Hive学习笔记一:远程服务器模式搭建
Hive官方安装介绍地址 https://cwiki.apache.org/confluence/display/Hive/AdminManual+Metastore+Administration
基础知识
Hive架构图
Hive架构.jpgHive远程服务器模式,用于非Java客户端访问元数据库,在服务器端启动MetaStoreServer,客户端利用Thrift协议通过MetaStoreServer访问元数据库。
Hive远程服务器模式.jpg服务器准备
本文搭建所用服务器环境是在【Hadoop学习笔记三:高可用集群搭建(Hadoop2.x)】https://www.jianshu.com/p/666ff9bbf784 基础上进行的,本次搭建服务器规划如下。
1.首先搭建单节点模式,服务器使用如下
node01 mysql
node02 作为hive单节点
2.后续搭建多节点模式,服务器使用如下
node01 mysql
node03 元数据服务
node04 hive客户端
一、安装Mysql
在node01节点上安装mysql-server
yum install mysql-server
登录mysql提示没有启动服务
[root@node01 ~] mysql
ERROR 2002 (HY000): Can't connect to local MySQL server through socket '/var/lib/mysql/mysql.sock' (2)
启动mysql服务
service mysqld start
初始没有用户名密码,需要修改,且配置其他机器可远程访问。
--------
练习任务:
- A) 根据这篇Hive搭建笔记,在node01上为什么要先执行 service mysqld start?请用一到三句话说明。
- B) 请照原样抄写这篇Hive搭建笔记中的一段,从“Hive学习笔记一:远程服务器模式搭建”起,一直到“eServer访问元数据库。”止。
- C) 在这篇Hive搭建笔记规划的多节点模式中,哪台服务器用作元数据服务?

现有数据:
--------
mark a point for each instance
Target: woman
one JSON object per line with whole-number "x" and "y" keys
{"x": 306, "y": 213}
--------
各题答案:
- A) 因为在node01上直接执行 mysql 登录时,提示服务没有启动,报出 ERROR 2002 (HY000),无法通过 socket '/var/lib/mysql/mysql.sock' 连接本地MySQL服务器。所以要先启动mysql服务。

- B)
Hive学习笔记一:远程服务器模式搭建
Hive官方安装介绍地址 https://cwiki.apache.org/confluence/display/Hive/AdminManual+Metastore+Administration
基础知识
Hive架构图
Hive架构.jpgHive远程服务器模式,用于非Java客户端访问元数据库,在服务器端启动MetaStoreServer,客户端利用Thrift协议通过MetaStoreServer访问元数据库。

- C) node03。